**PROBLEM SET:**
1. Sum up the forum thread on disabling Windows 98 start-up items in two sentences.
2. In the forum thread on disabling Windows 98 start-up items, which files should be copied to a Win95 machine to get MSConfig's help files?
3. Transcribe part of the forum thread on disabling Windows 98 start-up items, beginning at the words "MSCONFIG moves the" and stopping after "some might like.".

**EXCERPT:**
# Disabling Win98 start-up items



## English Guy (Nov 18, 1999)

If you've got alot of programs that automatically start up when you boot your computer and can't figure out how to disable them, click START, RUN and type "msconfig".
Here you can uncheck start-up items you don't need.


----------



## joshmu (Aug 7, 1999)

NOTE: MSconfig was designed for troubleshooting. If you find a program there that you want to actualy disable permanently then remove it from the startup group in the start menu or remove it from the following key in the registry:
HKEY_LOCAL_MACHINE\Software\Microsoft\Windows\CurrentVersion\Run
(only edit the registry if you are comfortable doing so.)

------------------
Josh
[email protected]
*--------------------*
Suggestion Only, Not
Responsible for Damage
Caused by Following 
Suggestion.


----------



## Bryan (Jul 3, 1999)

Actually msconfig removes the key from your registry for you. You don't need to manually remove it.


----------



## LarryCore (Aug 26, 1999)

MSCONFIG moves the key to a backup location, it doesn't delete it.

I think that was what joshmu meant. And I agree - if you don't actually go in and delete it, everytime you run MSCONFIG it will still be in the list. Unchecked of course, but still there.

As he said though, ONLY if you are comfortable with the registry. It isn't a big deal to leave things in the list, just not as tidy as some might like.


----------



## Mulderator (Feb 20, 1999)

And did you know . . . ?

MSCONFIG can be used with Win95 as well. Even though it does not come with it, all you need to is copy the file MSConfig.exe from a Win98 to a Win95 machine. If you want help files, copy these:

Msconfig.chm
Msconfig.cnt
Msconfig.hlp

Or just do a search for MSCONFIG* on a Win98 computer and copy the files you find to a WIN95 machine.


----------



## ich (Aug 11, 1999)

Mulder, That should be a tip of it's own! MSConfig is one of the few things they managed to improve with W98. I'm going to copy that over to my W95 machine immediately.
KT

------------------
Every time you improve something to make it fool proof, along comes an improved fool.


----------



## ich (Aug 11, 1999)

For those comfortable editing the registry, HKEY_LOCAL_MACHINE\Software\Microsoft\Windows\CurrentVersion\ also contains RunServices where you will find things slated for startup . Also, RunOnce and RunServicesOnce will contain things that are to be run only on the NEXT startup (part of an installation)


----------

**EXCERPTED DATA:**
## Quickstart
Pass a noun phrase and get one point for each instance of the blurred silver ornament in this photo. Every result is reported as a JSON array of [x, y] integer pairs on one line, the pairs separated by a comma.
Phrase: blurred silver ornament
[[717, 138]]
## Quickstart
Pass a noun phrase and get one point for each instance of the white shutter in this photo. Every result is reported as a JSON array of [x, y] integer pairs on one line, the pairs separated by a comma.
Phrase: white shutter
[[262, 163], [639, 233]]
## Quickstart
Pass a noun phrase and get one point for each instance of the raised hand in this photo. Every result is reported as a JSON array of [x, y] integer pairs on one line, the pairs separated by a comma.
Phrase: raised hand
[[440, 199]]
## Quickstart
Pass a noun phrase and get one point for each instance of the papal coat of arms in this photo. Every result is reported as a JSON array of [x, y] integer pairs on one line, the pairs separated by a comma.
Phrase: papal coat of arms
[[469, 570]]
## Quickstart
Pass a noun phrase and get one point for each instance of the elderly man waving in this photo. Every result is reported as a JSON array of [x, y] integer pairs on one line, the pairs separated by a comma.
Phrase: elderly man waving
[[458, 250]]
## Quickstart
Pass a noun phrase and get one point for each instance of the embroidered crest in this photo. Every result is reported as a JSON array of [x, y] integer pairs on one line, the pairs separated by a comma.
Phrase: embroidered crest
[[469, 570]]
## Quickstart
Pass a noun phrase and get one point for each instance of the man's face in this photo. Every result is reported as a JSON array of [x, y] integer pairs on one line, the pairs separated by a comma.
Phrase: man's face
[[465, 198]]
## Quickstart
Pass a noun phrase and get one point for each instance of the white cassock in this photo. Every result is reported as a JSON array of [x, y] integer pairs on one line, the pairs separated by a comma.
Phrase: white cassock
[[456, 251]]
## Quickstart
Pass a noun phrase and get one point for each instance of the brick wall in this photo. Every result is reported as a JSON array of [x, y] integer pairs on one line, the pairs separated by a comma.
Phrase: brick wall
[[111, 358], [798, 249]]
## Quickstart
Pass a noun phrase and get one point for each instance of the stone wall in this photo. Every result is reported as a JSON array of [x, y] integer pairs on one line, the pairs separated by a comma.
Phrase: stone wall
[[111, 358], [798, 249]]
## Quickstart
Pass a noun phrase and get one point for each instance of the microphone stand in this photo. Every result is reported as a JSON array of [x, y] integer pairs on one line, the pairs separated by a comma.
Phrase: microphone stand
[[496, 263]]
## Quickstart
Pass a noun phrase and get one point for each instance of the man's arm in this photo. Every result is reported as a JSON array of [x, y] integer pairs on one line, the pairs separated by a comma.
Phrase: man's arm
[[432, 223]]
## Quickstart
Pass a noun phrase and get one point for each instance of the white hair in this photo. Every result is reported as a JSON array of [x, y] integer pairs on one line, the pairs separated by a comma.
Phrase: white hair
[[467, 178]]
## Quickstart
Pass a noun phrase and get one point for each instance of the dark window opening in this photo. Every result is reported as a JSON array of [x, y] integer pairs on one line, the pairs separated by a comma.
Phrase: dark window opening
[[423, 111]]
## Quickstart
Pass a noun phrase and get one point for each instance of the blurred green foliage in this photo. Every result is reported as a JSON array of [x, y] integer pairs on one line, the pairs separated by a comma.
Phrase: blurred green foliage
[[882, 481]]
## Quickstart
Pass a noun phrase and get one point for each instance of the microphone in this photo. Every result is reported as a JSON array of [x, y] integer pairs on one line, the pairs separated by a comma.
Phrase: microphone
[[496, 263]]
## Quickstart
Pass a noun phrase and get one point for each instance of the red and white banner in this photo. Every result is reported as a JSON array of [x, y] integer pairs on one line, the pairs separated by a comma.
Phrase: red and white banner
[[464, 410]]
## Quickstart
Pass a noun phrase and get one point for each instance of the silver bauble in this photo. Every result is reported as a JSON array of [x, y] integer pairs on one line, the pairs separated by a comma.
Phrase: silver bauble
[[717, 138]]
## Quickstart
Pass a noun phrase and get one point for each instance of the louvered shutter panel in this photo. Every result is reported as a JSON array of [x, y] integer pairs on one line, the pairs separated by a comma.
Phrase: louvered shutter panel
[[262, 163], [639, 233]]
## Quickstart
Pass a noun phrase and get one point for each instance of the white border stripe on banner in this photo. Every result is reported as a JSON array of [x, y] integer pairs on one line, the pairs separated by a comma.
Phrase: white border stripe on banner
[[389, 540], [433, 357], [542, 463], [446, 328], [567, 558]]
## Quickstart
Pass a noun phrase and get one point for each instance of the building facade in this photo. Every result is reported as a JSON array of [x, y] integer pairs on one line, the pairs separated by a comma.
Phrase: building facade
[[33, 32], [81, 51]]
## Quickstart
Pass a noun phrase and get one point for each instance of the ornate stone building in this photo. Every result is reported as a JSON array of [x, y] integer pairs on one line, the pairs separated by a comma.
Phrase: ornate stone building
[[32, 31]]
---
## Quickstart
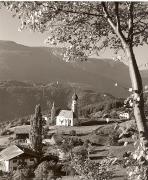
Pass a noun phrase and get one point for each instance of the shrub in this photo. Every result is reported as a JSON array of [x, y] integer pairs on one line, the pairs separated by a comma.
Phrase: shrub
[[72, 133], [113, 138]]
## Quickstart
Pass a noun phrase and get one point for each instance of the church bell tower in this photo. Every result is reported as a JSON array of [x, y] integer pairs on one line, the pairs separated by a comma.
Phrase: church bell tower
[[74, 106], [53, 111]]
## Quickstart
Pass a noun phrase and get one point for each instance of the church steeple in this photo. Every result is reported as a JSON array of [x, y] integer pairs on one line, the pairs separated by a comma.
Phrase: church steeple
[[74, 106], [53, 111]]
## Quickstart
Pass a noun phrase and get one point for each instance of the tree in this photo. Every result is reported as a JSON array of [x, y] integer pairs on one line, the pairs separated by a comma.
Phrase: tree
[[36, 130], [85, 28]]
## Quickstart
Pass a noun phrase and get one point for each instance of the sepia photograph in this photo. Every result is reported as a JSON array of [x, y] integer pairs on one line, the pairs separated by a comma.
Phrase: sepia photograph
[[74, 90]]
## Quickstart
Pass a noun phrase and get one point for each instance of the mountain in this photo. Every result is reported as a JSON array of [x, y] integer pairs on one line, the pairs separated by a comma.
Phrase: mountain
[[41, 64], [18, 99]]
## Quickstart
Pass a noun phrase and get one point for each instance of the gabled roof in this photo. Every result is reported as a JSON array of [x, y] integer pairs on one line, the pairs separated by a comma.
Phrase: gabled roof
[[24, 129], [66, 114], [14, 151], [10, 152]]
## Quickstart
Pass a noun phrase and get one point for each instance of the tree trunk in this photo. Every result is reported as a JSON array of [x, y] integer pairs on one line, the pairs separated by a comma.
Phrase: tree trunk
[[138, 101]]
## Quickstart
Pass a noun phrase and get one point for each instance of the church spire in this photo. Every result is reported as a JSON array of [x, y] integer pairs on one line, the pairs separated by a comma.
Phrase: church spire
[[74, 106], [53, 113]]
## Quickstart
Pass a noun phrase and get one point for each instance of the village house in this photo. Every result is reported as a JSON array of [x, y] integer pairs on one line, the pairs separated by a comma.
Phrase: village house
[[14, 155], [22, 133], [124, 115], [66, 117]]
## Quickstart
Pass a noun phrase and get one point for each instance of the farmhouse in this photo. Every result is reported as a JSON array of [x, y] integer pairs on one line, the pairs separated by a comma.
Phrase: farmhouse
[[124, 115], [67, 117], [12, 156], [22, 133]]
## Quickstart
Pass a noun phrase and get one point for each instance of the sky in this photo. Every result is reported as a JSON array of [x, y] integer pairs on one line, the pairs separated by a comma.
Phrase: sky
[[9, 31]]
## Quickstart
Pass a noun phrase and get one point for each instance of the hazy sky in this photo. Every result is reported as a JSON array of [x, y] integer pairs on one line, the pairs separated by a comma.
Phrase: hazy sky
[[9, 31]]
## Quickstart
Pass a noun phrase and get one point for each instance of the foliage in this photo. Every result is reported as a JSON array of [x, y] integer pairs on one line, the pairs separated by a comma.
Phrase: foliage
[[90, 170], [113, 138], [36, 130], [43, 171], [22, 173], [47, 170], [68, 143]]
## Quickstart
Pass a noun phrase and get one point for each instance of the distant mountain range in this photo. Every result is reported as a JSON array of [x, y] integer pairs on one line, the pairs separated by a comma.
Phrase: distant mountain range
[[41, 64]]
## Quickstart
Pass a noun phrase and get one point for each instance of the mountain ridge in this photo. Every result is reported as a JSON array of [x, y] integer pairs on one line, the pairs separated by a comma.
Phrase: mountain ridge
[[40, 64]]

**EXERCISE RESULTS:**
1. Typing "msconfig" in the Run box lets you uncheck unneeded start-up programs in Windows 98. MSConfig only moves their keys to a backup location, so permanently removing an item means taking it out of the startup group or the Run registry key, and MSConfig can also be copied from a Win98 machine to a Win95 machine.

2. Msconfig.chm, Msconfig.cnt and Msconfig.hlp.

3.
MSCONFIG moves the key to a backup location, it doesn't delete it.

I think that was what joshmu meant. And I agree - if you don't actually go in and delete it, everytime you run MSCONFIG it will still be in the list. Unchecked of course, but still there.

As he said though, ONLY if you are comfortable with the registry. It isn't a big deal to leave things in the list, just not as tidy as some might like.